- [What the task requires] Update the data below by changing each "keypoint" to "marker" and keeping every other word the same. Leave the pictures out of your answer.

- [Source material]
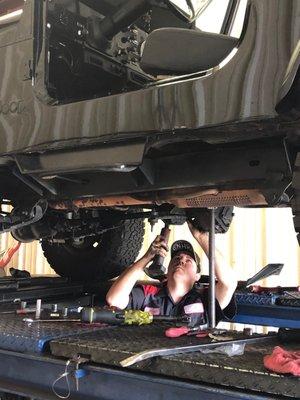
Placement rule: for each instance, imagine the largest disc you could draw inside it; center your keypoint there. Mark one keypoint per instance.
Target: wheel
(103, 257)
(296, 196)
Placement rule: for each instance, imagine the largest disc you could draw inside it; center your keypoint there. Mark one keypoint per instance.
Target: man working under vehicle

- [Solution]
Placement rule: for each instance, imagine the largest disc you could draw inside it; center your marker there. Mark one marker per instance.
Target: wheel
(103, 257)
(296, 196)
Placement rule: for each instance, imagine the largest disc you could draw inside it; center your marker there. Mark one marker per instance.
Target: man working under vehicle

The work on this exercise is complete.